#### [SOURCE TEXT]
---

Politicians discussed the package with the plant's owners in a three hour meeting in London on Monday.
The plant's majority shareholder, Rio Tinto Zinc had originally rejected the offer, saying it was too little.
The Secretary of State for Wales Peter Hain said the board members would discuss it further on Tuesday.
The plant currently buys electricity cheaply from the nearby Wylfa Power Station.
Jobs will be lost, and metal production will come to an end on the site, at the end of September, when that deal comes to an end.
Before the meeting, Mr Hain said there was a "glimmer" of hope the plant could be saved.
One way forward would be to rearrange the rescue package, he said.
"It would remain in the same envelope - same total over four years, but given the high price of aluminium it could be front loaded," he said.
Mr Hain denied the rescue package would only provide a short-term solution, because part of the "obligation and purpose" of the money was to construct a new bio-mass power station on the site, to provide "long-term, secure" electricity supply.

---

Items from a data source

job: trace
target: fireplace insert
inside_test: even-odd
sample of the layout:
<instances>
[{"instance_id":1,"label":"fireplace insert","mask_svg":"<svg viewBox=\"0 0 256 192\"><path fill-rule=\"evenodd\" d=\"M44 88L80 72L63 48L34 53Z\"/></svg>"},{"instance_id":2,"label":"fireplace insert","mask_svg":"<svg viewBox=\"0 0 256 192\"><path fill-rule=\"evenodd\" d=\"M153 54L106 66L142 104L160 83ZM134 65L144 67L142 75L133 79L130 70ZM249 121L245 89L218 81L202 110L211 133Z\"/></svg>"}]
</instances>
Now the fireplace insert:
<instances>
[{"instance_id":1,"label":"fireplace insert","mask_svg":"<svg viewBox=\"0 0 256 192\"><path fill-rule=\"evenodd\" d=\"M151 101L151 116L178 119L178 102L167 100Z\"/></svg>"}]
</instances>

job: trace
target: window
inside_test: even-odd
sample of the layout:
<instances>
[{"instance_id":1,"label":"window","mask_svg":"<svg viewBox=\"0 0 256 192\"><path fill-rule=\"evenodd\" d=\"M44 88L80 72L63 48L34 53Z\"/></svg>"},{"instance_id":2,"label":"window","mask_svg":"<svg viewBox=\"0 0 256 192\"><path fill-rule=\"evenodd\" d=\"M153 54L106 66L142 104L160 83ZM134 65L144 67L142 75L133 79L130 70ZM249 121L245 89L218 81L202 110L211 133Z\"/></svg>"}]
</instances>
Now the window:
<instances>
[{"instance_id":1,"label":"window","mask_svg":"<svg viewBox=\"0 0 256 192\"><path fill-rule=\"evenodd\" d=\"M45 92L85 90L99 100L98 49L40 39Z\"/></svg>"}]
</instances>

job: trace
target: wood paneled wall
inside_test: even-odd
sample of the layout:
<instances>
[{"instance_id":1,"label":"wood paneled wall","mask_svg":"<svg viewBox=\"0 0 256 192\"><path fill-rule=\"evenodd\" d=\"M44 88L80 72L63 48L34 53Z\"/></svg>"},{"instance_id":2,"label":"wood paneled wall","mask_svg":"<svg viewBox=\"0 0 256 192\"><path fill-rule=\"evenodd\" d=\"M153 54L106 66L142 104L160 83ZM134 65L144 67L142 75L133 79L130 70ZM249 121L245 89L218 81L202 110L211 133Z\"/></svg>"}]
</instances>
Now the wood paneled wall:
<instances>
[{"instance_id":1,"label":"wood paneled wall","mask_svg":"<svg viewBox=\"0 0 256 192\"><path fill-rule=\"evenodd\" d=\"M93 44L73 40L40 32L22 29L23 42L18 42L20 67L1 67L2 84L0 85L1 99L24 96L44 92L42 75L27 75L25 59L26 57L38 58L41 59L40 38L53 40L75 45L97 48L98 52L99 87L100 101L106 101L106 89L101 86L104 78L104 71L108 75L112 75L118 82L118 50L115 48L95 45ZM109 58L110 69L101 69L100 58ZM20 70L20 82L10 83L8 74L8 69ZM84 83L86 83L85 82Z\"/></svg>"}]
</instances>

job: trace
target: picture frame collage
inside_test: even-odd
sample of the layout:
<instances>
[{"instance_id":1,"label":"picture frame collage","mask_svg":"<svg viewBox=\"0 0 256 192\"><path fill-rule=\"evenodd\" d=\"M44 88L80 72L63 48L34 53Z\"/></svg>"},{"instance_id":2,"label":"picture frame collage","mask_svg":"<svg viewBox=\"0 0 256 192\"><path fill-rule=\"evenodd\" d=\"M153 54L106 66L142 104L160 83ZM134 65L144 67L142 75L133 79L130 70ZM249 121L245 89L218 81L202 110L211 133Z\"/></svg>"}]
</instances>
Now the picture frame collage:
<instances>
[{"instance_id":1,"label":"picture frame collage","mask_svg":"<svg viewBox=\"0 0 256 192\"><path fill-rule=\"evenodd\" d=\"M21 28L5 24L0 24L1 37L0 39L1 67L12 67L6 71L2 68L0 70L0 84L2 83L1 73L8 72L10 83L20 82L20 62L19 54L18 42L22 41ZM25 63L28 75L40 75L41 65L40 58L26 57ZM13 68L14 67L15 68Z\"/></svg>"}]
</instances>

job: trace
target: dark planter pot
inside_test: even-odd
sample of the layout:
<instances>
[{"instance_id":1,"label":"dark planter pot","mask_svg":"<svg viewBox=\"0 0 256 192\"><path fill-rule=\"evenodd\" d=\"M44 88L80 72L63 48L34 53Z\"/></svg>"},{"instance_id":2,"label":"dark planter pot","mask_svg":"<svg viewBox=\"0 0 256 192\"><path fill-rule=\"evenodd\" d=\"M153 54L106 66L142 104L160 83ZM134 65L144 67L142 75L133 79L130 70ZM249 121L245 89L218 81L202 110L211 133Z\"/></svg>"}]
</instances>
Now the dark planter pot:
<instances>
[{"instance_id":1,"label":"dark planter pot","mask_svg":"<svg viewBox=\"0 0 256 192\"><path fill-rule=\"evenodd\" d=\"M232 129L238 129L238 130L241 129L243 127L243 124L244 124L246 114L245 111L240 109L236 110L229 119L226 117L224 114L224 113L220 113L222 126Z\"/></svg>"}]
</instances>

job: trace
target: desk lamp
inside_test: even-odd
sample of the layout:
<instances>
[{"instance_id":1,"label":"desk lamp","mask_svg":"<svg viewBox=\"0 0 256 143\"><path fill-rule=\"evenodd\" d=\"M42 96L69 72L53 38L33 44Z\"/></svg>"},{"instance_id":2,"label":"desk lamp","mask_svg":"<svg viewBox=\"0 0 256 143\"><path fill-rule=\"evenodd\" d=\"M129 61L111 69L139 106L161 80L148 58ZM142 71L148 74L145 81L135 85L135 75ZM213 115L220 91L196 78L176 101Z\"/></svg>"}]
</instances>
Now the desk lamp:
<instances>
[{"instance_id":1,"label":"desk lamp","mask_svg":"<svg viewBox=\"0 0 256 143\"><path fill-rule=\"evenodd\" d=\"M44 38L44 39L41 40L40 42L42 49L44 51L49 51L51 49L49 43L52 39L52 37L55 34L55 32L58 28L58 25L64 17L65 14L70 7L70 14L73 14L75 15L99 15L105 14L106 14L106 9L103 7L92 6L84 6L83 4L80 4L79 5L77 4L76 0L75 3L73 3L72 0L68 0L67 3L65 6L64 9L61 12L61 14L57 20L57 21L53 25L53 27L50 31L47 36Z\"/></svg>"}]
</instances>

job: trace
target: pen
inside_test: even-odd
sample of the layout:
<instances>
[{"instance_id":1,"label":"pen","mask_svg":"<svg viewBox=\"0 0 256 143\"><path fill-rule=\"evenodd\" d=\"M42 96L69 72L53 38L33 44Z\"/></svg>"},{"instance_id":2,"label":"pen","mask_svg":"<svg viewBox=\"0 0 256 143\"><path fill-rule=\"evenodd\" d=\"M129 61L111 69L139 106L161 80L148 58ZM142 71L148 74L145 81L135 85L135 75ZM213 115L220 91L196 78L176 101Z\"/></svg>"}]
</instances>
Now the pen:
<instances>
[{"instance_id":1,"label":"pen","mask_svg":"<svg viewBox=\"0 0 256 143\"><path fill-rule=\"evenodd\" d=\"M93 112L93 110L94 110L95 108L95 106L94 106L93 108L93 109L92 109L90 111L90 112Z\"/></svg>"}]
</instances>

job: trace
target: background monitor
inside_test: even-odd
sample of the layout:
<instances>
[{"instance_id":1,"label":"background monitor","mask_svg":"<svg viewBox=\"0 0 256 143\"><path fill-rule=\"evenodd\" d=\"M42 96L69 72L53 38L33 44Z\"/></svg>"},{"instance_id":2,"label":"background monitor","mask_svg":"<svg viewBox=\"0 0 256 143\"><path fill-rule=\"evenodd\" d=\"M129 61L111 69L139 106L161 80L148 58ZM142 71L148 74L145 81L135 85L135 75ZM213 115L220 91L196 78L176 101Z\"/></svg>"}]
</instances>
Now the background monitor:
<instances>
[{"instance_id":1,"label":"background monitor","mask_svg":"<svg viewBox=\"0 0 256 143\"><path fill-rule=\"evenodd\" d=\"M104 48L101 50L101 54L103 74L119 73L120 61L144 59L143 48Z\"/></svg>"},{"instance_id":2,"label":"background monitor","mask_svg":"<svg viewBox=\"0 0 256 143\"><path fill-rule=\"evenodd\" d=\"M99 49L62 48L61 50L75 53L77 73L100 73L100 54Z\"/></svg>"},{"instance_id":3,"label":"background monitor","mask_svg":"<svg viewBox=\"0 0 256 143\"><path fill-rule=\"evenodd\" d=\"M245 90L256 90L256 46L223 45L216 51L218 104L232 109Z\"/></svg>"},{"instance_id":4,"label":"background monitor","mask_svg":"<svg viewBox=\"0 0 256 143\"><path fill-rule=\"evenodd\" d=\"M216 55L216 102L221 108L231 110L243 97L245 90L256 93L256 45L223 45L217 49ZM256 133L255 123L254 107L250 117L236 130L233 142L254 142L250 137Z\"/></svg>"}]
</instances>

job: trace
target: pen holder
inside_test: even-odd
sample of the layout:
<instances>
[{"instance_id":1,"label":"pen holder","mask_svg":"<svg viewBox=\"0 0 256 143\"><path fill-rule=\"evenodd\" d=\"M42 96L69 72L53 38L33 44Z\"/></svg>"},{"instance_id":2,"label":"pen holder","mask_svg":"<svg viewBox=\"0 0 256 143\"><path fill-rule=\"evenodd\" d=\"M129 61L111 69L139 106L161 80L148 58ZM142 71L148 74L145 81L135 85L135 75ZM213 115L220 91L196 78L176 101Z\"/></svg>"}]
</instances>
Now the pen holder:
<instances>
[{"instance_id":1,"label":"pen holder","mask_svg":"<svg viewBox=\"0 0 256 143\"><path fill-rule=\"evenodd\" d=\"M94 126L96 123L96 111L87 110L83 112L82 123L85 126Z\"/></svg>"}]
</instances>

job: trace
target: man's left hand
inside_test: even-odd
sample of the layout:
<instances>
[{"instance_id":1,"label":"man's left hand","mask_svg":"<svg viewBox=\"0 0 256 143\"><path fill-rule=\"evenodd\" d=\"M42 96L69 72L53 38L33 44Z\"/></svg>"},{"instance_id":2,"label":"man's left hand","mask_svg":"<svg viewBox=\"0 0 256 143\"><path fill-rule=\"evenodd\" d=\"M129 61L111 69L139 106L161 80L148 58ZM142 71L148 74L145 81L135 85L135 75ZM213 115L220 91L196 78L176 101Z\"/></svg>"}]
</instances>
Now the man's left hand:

---

#### [REQUIRED ACTIONS]
1 > Answer these questions using the article about the plant's rescue package:
(a) Which company is the plant's majority shareholder?
(b) From which power station does the plant currently buy cheap electricity?
(c) What kind of power station was part of the money meant to construct on the site?
2 > List every proper name of a person, place, company or facility that appears in the article about the plant's rescue package, giving each one once.
3 > Carry on the article about the plant's rescue package from its last sentence.
The items were taken from a different source than the article.

#### [ANSWERS FOR THIS EXERCISE]
1 >
(a) Rio Tinto Zinc
(b) The nearby Wylfa Power Station
(c) A new bio-mass power station

2 >
London
Rio Tinto Zinc
Wales
Peter Hain
Wylfa Power Station

3 >
"If we can keep the company going, and the plant going, over that period, which is what the public investment is about, then it has a secure future," he said.
"The question is how we get from A to B."
In a statement issued after the meeting, Mr Hain said that the directors from Rio Tinto Alcan and Kaiser Aluminium - who own Anglesey Aluminium - agreed they wanted to keep the plant open were it not for the high cost of electricity.
"They also agreed that Anglesey Aluminium remains a high performing and efficient plant, one of the best in the world," he said.
"We all understand the commercial pressures under which Anglesey Aluminium currently operates but I hope the full board will carefully reconsider our generous offer and the obligation they have to the people of Anglesey following 40 years of aluminium production on the island."